| INSTRUCTIONS TO FOLLOW |
Copy the lines below word for word, but leave out the pictures.

##### GIVEN DATA

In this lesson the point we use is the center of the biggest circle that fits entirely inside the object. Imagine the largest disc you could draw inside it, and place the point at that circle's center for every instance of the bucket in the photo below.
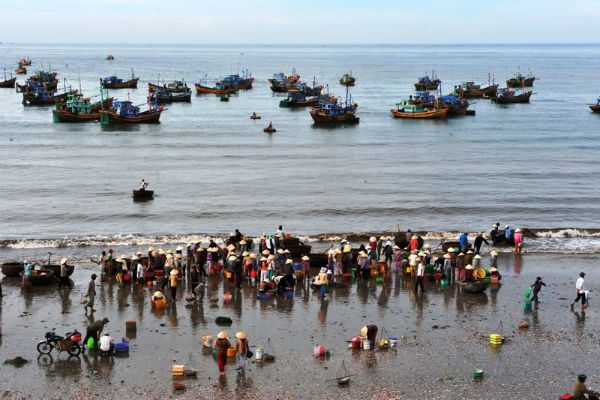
(231, 352)
(319, 351)
(207, 341)
(366, 343)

##########

| ANSWER IN FULL |
In this lesson the point we use is the center of the biggest circle that fits entirely inside the object. Imagine the largest disc you could draw inside it, and place the point at that circle's center for every instance of the bucket in the photo below.
(231, 352)
(319, 351)
(207, 341)
(366, 343)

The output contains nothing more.